_REQUIRED TASK A_
In the rows, starting with the line containing "indicate the ceiling light" and going on through the end of the rows, swap "gray hooded sweatshirt" for "gray hoodie" and give those lines again with everything else unchanged.

_QUOTED PASSAGE_
Archive for the ‘Reteach’ Category

By Stella DeVargas
Cougar News Blog

     Cactus Canyon has started a new chapter in education by adding a reteach class for language arts.
     Reteach, which is part of the Beyond Textbooks program, is when students have the opportunity to improve their skills and get extra help with time to be successful with mastering objectives. CCJH has had a similar program for math since the 2014-15 school year.
     Students have many different learning curves, meaning teaching in a larger group is not always effective for everyone. Reteach classes help by incorporating different strategies and styles of teaching to include different types of learners. These classes are for students to develop deeper understanding in reading comprehension.
     “When data showed that there were many students not meeting standards on formatives who could use the extra time, we knew it was the right thing to do,” Meaghan Davis, the dean of students.
     The effort of language arts teachers and Title 1 support teams helped put the classes together. Objectives are chosen based on data from benchmarks and formative assessments. Every two weeks objectives may change. Seventh and eighth graders work on individual topics to benefit the grade level, so they won’t always have the same objective.
     “It takes a lot of work behind the scenes by many people,” said Mrs. Davis.
A big purpose of reteach classes is using different techniques to reach students with different teaching styles. Teachers incorporate new strategies to engage students and present information in different types so learners can learn the material in more than one way.
     “The class helped me by showing me what I missed on the test and the work sheets helped me develop what I need to know,” says seventh grader Trinity Hakenewerth.
     Reteach classes impact students by developing reading comprehension that will benefit them throughout the rest of their educational lives. To make sure this is working, staff routinely goes to professional development to create stronger teachers.
     “We are always looking for ways to improve. If we find we need to make a change we adjust accordingly,” says Mrs. Davis.

By Elisabeth H.
Cougar News Blog

     Cactus Canyon Junior High School is doing a thing called reteach to help students get the extra help they need in a certain subject.

_REQUIRED TASK B_
Extend the blog article about reteach classes at Cactus Canyon Junior High from the point where it stops.

_SUPPLIED INFORMATION_
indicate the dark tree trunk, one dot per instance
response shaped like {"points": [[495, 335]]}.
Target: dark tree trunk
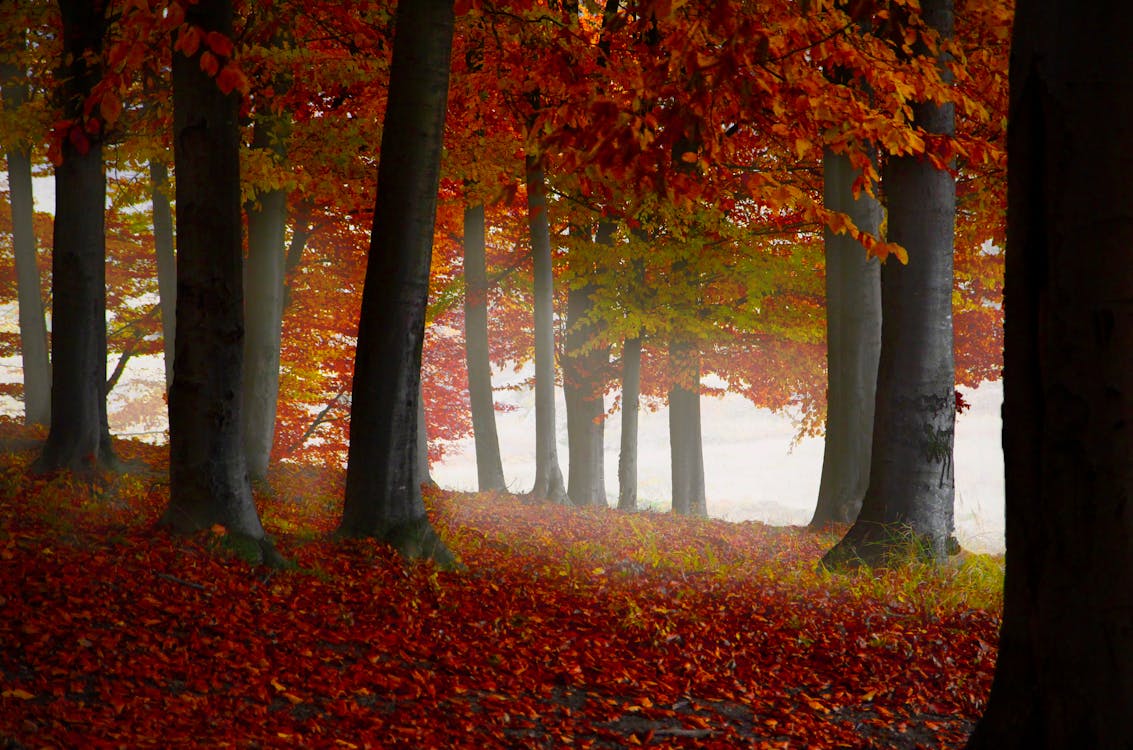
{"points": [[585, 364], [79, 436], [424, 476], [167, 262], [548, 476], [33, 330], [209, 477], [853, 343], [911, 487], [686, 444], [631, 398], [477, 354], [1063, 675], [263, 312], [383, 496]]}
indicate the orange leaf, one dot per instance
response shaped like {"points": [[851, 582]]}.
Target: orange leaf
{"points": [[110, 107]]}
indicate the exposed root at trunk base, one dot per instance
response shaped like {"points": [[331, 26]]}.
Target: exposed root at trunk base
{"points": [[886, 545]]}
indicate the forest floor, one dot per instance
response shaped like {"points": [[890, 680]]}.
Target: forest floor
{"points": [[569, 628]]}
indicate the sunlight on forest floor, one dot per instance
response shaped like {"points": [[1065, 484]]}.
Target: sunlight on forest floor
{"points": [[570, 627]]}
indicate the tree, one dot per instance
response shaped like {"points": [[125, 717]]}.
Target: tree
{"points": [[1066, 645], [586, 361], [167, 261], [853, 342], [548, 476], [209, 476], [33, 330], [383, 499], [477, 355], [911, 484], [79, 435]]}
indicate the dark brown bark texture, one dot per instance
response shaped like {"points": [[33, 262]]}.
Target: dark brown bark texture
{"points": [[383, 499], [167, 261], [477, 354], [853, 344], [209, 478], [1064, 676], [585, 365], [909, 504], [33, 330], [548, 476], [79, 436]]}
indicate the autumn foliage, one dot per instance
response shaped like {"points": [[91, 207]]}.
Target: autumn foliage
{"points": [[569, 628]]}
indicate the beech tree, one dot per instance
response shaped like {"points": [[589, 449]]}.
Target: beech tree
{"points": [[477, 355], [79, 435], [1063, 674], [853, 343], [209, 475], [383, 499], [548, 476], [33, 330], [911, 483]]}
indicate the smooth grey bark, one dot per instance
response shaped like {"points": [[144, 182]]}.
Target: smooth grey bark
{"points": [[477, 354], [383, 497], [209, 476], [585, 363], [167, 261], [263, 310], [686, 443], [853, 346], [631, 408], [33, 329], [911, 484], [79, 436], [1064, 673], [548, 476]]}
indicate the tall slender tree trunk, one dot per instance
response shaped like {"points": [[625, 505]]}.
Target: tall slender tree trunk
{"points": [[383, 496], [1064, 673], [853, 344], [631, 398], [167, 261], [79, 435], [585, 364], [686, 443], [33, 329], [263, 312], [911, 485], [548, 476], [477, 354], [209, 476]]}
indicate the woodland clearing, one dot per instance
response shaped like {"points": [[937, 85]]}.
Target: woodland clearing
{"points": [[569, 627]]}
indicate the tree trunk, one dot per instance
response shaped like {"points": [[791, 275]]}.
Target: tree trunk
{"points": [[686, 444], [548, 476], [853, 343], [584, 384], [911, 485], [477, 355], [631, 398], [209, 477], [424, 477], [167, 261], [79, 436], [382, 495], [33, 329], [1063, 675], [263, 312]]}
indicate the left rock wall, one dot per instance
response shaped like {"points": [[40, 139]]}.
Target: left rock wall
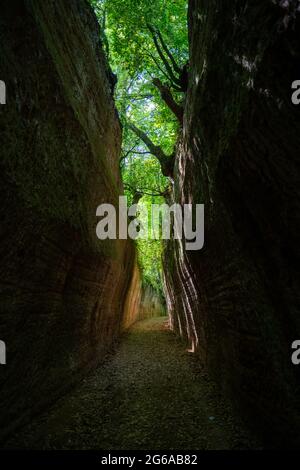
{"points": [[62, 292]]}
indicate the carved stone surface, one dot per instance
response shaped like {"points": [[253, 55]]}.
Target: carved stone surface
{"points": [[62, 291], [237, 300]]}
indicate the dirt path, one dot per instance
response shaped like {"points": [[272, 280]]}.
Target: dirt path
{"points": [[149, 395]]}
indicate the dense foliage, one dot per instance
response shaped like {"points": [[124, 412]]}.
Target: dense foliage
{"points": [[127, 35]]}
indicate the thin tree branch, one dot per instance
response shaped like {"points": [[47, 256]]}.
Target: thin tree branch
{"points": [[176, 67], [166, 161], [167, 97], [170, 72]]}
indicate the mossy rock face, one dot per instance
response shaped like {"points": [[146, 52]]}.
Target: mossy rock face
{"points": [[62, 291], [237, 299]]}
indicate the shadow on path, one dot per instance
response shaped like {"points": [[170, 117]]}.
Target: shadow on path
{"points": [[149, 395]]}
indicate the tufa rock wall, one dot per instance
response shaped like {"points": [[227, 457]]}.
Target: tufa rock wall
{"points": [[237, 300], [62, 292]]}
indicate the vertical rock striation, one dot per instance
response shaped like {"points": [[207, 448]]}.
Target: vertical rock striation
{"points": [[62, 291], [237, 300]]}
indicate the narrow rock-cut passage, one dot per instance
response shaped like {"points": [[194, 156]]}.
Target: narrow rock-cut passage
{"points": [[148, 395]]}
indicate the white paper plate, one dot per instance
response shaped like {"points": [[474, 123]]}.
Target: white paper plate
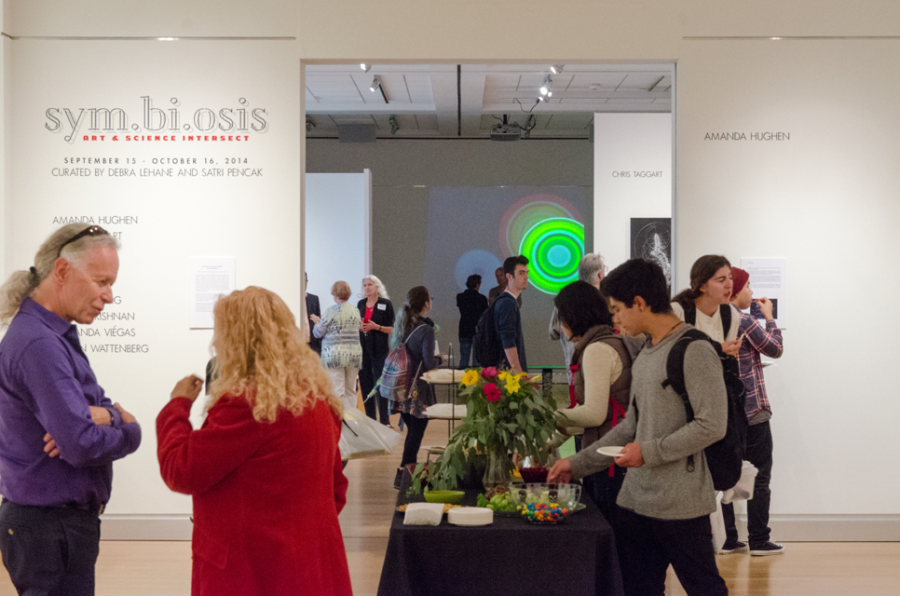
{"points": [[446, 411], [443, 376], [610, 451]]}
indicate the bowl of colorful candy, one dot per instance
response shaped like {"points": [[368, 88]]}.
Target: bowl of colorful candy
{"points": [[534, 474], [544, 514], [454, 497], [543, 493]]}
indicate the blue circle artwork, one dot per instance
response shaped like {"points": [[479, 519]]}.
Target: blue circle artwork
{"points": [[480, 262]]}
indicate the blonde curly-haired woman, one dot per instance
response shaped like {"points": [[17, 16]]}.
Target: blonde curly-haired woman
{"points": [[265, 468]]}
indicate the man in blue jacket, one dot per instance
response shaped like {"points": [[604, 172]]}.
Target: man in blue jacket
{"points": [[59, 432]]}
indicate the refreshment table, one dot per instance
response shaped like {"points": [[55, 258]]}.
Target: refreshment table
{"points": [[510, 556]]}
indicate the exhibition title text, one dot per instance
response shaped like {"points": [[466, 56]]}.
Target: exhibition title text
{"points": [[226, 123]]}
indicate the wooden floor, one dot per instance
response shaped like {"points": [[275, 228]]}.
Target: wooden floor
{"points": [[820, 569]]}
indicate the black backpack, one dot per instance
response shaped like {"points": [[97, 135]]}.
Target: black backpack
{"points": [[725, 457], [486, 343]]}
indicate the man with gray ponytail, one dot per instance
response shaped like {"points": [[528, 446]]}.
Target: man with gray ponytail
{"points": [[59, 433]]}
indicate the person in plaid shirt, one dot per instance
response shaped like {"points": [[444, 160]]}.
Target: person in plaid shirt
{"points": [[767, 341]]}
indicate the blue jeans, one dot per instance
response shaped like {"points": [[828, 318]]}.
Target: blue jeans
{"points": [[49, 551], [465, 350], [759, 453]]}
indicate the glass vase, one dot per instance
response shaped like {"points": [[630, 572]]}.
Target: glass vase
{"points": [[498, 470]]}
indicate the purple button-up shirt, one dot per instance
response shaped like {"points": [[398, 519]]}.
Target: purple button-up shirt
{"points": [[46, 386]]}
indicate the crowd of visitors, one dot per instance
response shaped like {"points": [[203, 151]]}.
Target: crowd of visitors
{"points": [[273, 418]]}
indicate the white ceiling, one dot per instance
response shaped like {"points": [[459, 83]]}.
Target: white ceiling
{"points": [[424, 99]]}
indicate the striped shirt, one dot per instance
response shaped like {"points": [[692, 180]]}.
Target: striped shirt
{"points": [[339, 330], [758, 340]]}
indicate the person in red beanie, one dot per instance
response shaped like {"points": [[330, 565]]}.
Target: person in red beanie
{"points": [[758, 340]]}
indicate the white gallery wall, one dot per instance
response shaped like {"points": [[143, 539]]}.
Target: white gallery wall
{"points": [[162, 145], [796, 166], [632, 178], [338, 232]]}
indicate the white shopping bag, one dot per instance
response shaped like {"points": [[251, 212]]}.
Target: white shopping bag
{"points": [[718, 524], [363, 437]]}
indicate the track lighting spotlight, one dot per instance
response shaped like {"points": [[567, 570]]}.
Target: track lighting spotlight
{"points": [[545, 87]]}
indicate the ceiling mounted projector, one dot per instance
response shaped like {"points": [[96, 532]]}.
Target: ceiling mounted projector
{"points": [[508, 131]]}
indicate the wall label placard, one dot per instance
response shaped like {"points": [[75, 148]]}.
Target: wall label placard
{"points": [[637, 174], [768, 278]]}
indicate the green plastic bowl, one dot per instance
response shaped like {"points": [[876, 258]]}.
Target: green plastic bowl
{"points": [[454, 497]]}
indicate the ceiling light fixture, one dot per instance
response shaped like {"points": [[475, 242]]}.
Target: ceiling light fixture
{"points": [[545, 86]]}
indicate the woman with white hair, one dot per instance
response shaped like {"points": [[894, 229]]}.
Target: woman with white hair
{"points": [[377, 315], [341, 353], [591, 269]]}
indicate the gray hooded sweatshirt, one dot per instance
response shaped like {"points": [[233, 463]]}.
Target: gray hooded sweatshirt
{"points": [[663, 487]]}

_WRITTEN RESPONSE A_
indicate the ceiling light fixture, one dot per instance
response shaped like {"points": [[475, 242]]}.
Target: ceiling light fixture
{"points": [[545, 86]]}
indicate the woman with white hair, one dot per instance
response shaped like {"points": [[894, 229]]}.
Target: woman with white hair
{"points": [[377, 315], [341, 353], [591, 269]]}
indicate the gray hoodie, one dot per instance
response shaped like {"points": [[233, 463]]}.
Target: gray hoodie
{"points": [[663, 487]]}

_WRITTEN RESPONSE B_
     Students take a test after a math or language arts objective has been taught and those who need more time to master the standard get it during their Study Skills time. Reteach has helped many students master objectives they might not have learned before.
     “I want my students to have a better grasp of the math concepts that they didn’t score as well on the first time,” said math teacher Marla Aehlert. “I hope that they will see reteach as a valuable tool to help them accomplish them.”
     In all, there are seven teachers doing reteach, four in eighth grade and three in seventh grade. The students are able to see alternative ways to learn the material in a smaller, less distracting setting.
     “They are able to focus more and receive the assistance they need to earn better grades,” said eighth-grade math teacher Jeremy Seaman.
     There have been some adjustments to reteach since it’s a new program, but overall it’s been successful in getting students extra help. For example, students who don’t need reteach take classes like cooking, CSI, or modern warfare.
     “I also like the fact that students who do not need reteach are allowed to sign up for interesting enrichment classes with the other teachers,” said Mrs. Aehlert. “It’s not just boring study hall. I wish it would have been like that when I was in junior high a long time ago.”
     The math teachers have a shared document that has all of the students’ scores for the whole grade level.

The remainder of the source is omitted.